→ What you should do
Look below for the line containing "Study the photograph above. For every instance of the shadowed"; write out that line and each one after it to the end, exactly, and nothing else.

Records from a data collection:
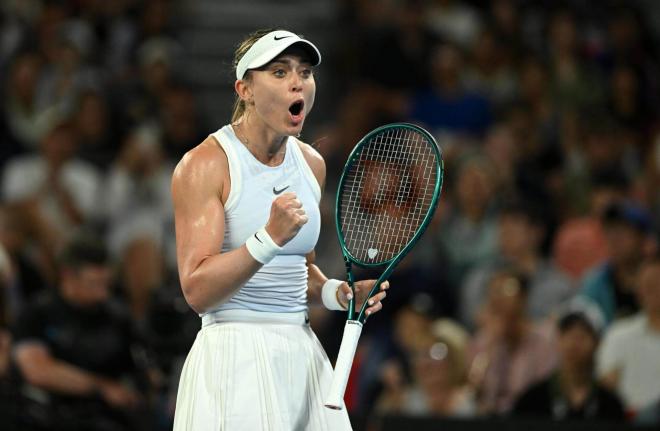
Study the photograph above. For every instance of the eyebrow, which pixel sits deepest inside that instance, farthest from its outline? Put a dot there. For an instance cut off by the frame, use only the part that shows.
(288, 61)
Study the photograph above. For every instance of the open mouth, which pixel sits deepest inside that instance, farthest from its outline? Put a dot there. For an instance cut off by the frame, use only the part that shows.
(296, 108)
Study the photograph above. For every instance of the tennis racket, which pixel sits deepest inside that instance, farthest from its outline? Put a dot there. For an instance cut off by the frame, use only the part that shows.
(387, 195)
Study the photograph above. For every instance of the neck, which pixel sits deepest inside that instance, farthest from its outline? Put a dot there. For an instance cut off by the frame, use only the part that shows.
(263, 142)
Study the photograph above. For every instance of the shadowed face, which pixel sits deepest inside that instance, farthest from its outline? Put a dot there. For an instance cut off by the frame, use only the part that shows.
(87, 286)
(649, 288)
(577, 345)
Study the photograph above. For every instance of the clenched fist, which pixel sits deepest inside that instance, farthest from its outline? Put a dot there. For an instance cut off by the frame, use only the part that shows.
(287, 216)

→ Solution for this exercise
Study the photograph above. For every instance of the shadowed face, which pixel sits deepest inside that instance, farthest from its outline? Put a dot there. For an instance cut off by the frame, use only the part that shows.
(87, 286)
(649, 288)
(577, 345)
Study the photograph above. For every instance of the clenched fist, which pixel sits deepest inside that instance, farthest from its outline? Put a dot there. For an instance cut off by the frame, use only the part that shows.
(287, 216)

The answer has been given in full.